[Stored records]
────────────────

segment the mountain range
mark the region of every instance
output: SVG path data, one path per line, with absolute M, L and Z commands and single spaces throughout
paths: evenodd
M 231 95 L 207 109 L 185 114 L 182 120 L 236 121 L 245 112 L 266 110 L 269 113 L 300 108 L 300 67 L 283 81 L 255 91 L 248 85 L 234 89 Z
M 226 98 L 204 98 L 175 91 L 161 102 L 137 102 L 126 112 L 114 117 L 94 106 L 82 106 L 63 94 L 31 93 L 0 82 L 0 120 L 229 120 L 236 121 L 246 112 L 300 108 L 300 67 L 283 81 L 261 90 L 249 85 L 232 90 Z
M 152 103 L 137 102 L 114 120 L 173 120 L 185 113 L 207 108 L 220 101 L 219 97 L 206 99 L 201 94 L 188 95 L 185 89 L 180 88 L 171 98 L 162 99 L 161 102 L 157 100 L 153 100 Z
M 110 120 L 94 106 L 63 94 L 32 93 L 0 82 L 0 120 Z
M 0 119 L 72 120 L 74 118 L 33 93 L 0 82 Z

────────────────

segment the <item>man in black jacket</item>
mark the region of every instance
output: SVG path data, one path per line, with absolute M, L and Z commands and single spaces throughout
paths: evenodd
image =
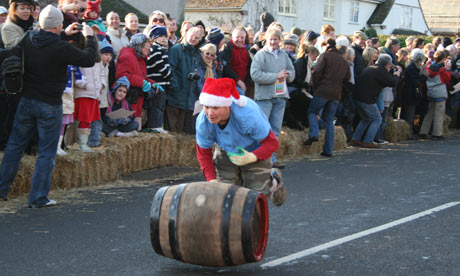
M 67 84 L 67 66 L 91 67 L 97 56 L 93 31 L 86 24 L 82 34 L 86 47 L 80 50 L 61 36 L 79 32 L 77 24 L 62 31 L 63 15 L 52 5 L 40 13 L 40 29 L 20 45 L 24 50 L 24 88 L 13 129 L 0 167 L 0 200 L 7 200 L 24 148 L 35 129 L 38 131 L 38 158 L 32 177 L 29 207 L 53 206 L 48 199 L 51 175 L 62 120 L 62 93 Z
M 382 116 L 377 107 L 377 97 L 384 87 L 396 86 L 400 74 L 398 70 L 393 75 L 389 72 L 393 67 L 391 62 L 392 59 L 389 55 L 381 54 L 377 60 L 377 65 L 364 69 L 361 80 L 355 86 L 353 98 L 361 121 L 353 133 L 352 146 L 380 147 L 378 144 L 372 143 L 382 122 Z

────────────────

▶ **Work request**:
For each line in the data that contains the string "segment", give a copy of that line.

▶ **Result of the task**:
segment the mountain range
segment the <item>man in black jacket</item>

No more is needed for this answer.